What to work on: Only the lines that hold "mane" should be in the answer, each copied from the data below.

Photo-based referring expression data
□ □ □

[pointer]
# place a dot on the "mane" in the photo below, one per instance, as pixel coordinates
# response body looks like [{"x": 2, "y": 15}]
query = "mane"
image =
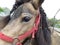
[{"x": 43, "y": 36}]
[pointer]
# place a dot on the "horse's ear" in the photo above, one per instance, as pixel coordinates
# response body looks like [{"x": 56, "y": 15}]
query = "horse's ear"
[{"x": 36, "y": 3}]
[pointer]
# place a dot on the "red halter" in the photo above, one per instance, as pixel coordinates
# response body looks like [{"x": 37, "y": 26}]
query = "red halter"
[{"x": 31, "y": 31}]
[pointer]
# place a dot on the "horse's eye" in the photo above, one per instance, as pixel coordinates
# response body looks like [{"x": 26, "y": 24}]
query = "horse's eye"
[{"x": 26, "y": 19}]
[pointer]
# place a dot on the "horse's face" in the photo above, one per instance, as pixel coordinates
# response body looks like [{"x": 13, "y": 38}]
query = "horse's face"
[{"x": 22, "y": 20}]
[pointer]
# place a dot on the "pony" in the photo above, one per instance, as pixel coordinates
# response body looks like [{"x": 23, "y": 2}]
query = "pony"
[{"x": 23, "y": 19}]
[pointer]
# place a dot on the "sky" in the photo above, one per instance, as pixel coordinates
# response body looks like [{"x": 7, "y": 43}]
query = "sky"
[{"x": 50, "y": 6}]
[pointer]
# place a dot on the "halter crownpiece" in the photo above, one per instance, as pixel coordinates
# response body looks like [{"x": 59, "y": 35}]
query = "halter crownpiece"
[{"x": 21, "y": 37}]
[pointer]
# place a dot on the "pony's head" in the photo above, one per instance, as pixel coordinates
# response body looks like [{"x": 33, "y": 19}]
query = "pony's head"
[{"x": 21, "y": 21}]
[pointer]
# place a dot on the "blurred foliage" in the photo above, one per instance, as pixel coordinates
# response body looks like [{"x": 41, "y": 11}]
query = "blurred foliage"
[
  {"x": 4, "y": 11},
  {"x": 1, "y": 9}
]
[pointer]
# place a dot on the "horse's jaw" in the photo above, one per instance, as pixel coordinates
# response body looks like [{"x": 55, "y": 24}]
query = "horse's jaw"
[{"x": 15, "y": 28}]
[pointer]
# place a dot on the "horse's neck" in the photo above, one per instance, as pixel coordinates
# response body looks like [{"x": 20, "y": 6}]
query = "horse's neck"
[
  {"x": 30, "y": 42},
  {"x": 4, "y": 21}
]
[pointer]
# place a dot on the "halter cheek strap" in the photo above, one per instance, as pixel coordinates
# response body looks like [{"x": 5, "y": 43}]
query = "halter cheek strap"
[{"x": 31, "y": 31}]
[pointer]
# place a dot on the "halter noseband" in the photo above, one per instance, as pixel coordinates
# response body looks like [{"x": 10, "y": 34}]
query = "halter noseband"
[{"x": 31, "y": 31}]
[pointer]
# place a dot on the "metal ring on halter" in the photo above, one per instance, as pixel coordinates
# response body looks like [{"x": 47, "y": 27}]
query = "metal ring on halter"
[{"x": 15, "y": 41}]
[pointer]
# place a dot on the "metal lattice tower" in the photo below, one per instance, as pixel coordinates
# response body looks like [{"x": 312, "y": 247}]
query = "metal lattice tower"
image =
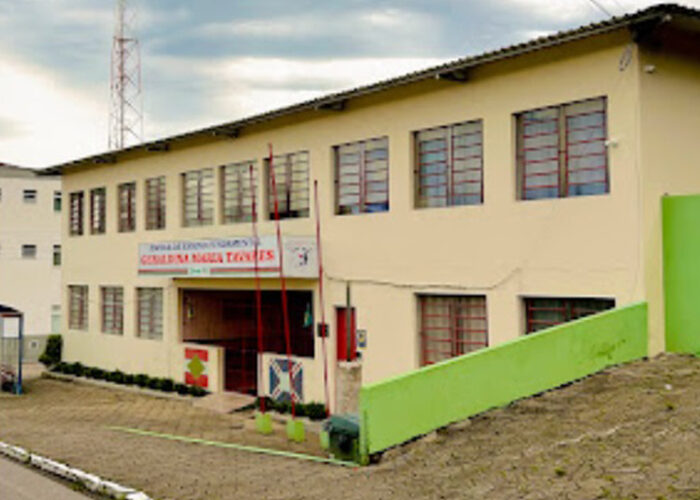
[{"x": 125, "y": 115}]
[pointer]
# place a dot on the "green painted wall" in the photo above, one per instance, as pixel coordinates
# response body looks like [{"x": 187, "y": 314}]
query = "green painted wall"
[
  {"x": 398, "y": 409},
  {"x": 681, "y": 229}
]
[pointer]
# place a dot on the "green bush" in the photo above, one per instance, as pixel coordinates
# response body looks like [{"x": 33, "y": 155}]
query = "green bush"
[{"x": 53, "y": 352}]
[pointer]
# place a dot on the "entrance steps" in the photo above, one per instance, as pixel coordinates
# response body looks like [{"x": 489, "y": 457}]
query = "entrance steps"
[{"x": 225, "y": 402}]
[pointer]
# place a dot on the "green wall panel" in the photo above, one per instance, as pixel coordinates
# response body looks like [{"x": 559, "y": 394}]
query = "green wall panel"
[
  {"x": 398, "y": 409},
  {"x": 681, "y": 228}
]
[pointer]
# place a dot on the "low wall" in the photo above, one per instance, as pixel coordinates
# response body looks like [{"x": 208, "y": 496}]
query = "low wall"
[{"x": 398, "y": 409}]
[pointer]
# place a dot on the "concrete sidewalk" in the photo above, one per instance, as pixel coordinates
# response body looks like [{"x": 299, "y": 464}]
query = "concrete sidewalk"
[{"x": 21, "y": 483}]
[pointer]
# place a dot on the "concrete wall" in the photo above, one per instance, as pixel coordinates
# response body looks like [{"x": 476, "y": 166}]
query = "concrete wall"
[
  {"x": 32, "y": 286},
  {"x": 504, "y": 249}
]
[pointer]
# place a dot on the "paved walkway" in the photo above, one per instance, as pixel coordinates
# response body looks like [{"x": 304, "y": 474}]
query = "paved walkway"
[{"x": 21, "y": 483}]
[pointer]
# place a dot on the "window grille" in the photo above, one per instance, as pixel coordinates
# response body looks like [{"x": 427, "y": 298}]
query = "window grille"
[
  {"x": 562, "y": 151},
  {"x": 362, "y": 176},
  {"x": 450, "y": 165},
  {"x": 198, "y": 192},
  {"x": 127, "y": 207},
  {"x": 78, "y": 307},
  {"x": 97, "y": 210},
  {"x": 150, "y": 313},
  {"x": 237, "y": 193},
  {"x": 76, "y": 214},
  {"x": 112, "y": 309},
  {"x": 292, "y": 181},
  {"x": 547, "y": 312},
  {"x": 451, "y": 326},
  {"x": 155, "y": 203}
]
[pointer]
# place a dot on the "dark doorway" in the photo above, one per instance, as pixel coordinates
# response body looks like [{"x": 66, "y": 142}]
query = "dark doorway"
[{"x": 228, "y": 319}]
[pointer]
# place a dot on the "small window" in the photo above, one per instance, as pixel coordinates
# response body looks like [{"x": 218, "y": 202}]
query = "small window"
[
  {"x": 451, "y": 326},
  {"x": 291, "y": 176},
  {"x": 449, "y": 166},
  {"x": 239, "y": 187},
  {"x": 57, "y": 255},
  {"x": 562, "y": 151},
  {"x": 97, "y": 210},
  {"x": 155, "y": 203},
  {"x": 198, "y": 197},
  {"x": 112, "y": 309},
  {"x": 29, "y": 251},
  {"x": 150, "y": 313},
  {"x": 78, "y": 307},
  {"x": 76, "y": 214},
  {"x": 29, "y": 195},
  {"x": 127, "y": 207},
  {"x": 543, "y": 313},
  {"x": 362, "y": 177},
  {"x": 57, "y": 201}
]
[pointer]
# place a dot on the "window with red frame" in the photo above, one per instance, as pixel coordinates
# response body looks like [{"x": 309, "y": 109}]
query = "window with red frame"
[
  {"x": 127, "y": 207},
  {"x": 451, "y": 326},
  {"x": 112, "y": 309},
  {"x": 76, "y": 214},
  {"x": 449, "y": 165},
  {"x": 543, "y": 313},
  {"x": 362, "y": 177},
  {"x": 562, "y": 150}
]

□ □ □

Expected output:
# place a dot on the "mane" in the photo below, one per instance, as pixel coordinates
query = "mane"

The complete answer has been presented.